Goal 1: In the biography of Bishop John Edward Gunn, what event ended his teaching at St. Mary's in Dundalk in 1892?
Goal 2: Write out the part of the biography of Bishop John Edward Gunn starting at "Father Gunn, S.M." and ending at "over 31,000 Catholics.".
Goal 3: Continue the biography of Bishop John Edward Gunn from where it stops.

Excerpt provided:
** START **
Most Rev. John Edward Gunn served as the sixth Bishop of Natchez from 1911 to 1924. The oldest of eleven children, John Gunn was born in Fivemiletown, County Tyrone, to Edward and Mary (née Crew) Gunn. From 1875 to 1880 he studied at St. Mary’s College in Dundalk. He then attended the Marist House of Studies in Paignton, England (1880-1882) before furthering his studies in Rome at the Pontifical Gregorian University (1885-1890). While in Rome, He made his profession in the Society of Mary on August 23, 1884, and was ordained to the priesthood by Patriarch Lenti on February 2, 1890.
Father Gunn, S.M. taught at St. Mary’s in Dundalk until 1892, when he became professor of moral theology in the Marist House of Studies at the Catholic University of America in Washington, D.C. In 1898 he was assigned to Atlanta, Georgia, where he served as pastor of the newly erected Sacred Heart Church. (Now known as the Basilica of the Sacred Heart of Jesus).
On June 29, 1911, Gunn was appointed the Bishop of Natchez by Pope Pius X. The diocese contained 75 churches, 46 priest, and 17,000 Catholics. After 13 years of labor in his vast vineyard, there were 149 churches and over 31,000 Catholics.
** END **
Data shown:
** START **
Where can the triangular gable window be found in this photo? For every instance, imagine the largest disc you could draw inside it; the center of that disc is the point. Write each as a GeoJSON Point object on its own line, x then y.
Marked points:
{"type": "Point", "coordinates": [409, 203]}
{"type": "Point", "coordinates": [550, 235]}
** END **
Expected output 1: His teaching there ended in 1892, when he became professor of moral theology in the Marist House of Studies at the Catholic University of America in Washington, D.C.

Expected output 2:
Father Gunn, S.M. taught at St. Mary’s in Dundalk until 1892, when he became professor of moral theology in the Marist House of Studies at the Catholic University of America in Washington, D.C. In 1898 he was assigned to Atlanta, Georgia, where he served as pastor of the newly erected Sacred Heart Church. (Now known as the Basilica of the Sacred Heart of Jesus).
On June 29, 1911, Gunn was appointed the Bishop of Natchez by Pope Pius X. The diocese contained 75 churches, 46 priest, and 17,000 Catholics. After 13 years of labor in his vast vineyard, there were 149 churches and over 31,000 Catholics.

Expected output 3:
Bishop Gunn found Natchez a difficult base from which to govern his 48,000 square miles diocese. He realized that the railroad was the main source of travel and none of the states three main lines passed through Natchez. In July 1912 Bishop Gunn had the priest’s retreat at Bay St. Louis. It was the first time the center of Mississippi Catholic activity was moved away from Natchez. 1914-1918 brought tough years with World War I. The bishop was a major force in voicing justification in defense of one’s country. The bishop relied on Fr. Patrick Hayden, and after 1921 Fr. Peter Ahern to run the Natchez parish. The move to the Gulf Coast was not all logistics as Bishop Gunn was suffering from rheumatism: “A bishop’s job is no job for a man suffering with my kind of rheumatism.” He was thinking of retiring.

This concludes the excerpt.